_What you will do_.
Each line of the records containing "bridal" is to be copied out and returned.

[Region pointing data]

□ □ □ □

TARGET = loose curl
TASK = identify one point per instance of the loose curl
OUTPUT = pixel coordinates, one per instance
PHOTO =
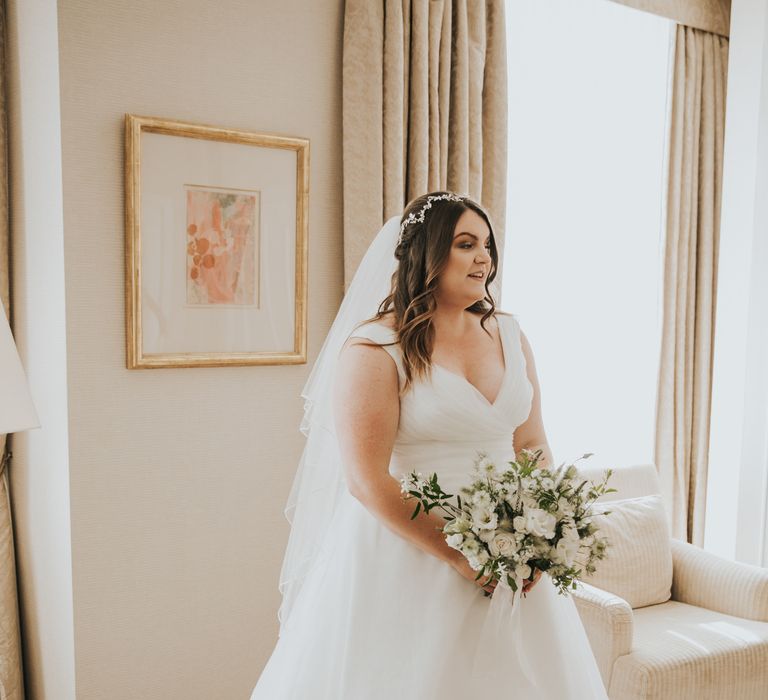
(422, 256)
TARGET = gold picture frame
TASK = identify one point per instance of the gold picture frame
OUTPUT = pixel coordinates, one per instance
(216, 232)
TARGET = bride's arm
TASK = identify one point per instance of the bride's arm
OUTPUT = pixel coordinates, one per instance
(530, 434)
(367, 410)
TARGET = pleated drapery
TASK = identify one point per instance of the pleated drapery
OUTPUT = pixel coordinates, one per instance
(11, 683)
(708, 15)
(424, 108)
(695, 172)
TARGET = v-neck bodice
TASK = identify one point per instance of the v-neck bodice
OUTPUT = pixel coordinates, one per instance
(445, 420)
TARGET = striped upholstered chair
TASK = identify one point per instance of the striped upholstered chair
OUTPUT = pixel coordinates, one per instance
(667, 620)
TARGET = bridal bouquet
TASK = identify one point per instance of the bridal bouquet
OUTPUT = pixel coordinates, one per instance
(520, 518)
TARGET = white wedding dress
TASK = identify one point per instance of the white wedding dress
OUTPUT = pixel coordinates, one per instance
(380, 619)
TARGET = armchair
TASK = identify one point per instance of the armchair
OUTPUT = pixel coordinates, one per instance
(702, 635)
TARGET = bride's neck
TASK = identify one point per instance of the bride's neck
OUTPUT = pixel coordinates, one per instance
(452, 321)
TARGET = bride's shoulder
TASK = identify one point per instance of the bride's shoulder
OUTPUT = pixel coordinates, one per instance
(506, 318)
(380, 331)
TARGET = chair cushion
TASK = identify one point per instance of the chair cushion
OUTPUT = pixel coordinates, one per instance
(638, 562)
(688, 653)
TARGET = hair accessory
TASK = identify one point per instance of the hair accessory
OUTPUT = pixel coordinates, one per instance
(418, 217)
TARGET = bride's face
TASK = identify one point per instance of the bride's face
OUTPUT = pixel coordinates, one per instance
(462, 281)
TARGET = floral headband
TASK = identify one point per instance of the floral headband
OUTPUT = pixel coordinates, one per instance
(418, 217)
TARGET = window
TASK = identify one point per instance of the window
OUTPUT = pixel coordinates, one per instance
(582, 268)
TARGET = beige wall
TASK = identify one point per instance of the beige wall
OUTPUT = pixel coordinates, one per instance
(179, 477)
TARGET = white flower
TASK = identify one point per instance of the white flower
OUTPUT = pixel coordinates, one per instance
(563, 507)
(570, 534)
(539, 522)
(484, 518)
(481, 499)
(503, 544)
(523, 570)
(455, 540)
(470, 546)
(487, 467)
(486, 535)
(478, 560)
(567, 551)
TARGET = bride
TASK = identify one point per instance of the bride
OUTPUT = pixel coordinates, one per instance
(420, 371)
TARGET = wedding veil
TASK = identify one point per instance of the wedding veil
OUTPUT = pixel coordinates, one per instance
(319, 480)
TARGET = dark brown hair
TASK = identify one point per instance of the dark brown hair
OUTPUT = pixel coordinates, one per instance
(422, 256)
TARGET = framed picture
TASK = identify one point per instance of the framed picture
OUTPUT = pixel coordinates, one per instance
(216, 245)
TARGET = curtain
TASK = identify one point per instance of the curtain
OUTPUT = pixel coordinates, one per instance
(11, 685)
(695, 169)
(424, 108)
(708, 15)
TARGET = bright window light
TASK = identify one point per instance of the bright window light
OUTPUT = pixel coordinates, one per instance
(582, 268)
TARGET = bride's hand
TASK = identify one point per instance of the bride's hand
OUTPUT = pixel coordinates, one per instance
(462, 566)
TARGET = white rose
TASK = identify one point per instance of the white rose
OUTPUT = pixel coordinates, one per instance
(503, 544)
(539, 522)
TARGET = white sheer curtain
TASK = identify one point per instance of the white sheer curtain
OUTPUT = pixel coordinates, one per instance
(588, 98)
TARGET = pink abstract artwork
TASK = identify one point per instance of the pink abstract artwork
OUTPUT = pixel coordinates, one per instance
(221, 246)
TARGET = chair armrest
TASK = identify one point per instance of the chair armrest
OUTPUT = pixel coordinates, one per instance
(710, 581)
(608, 621)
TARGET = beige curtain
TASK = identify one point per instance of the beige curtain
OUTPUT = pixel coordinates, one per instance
(11, 685)
(708, 15)
(695, 168)
(424, 108)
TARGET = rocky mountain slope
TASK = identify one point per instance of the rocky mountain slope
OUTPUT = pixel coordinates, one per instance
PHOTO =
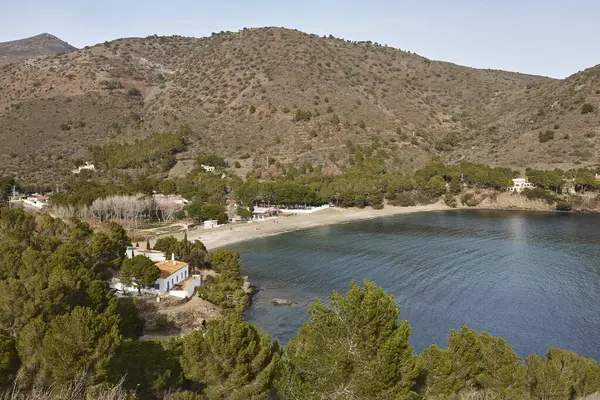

□ □ □ □

_Exercise solution_.
TARGET = bridal bouquet
TASK = identify one point per instance of the bridal bouquet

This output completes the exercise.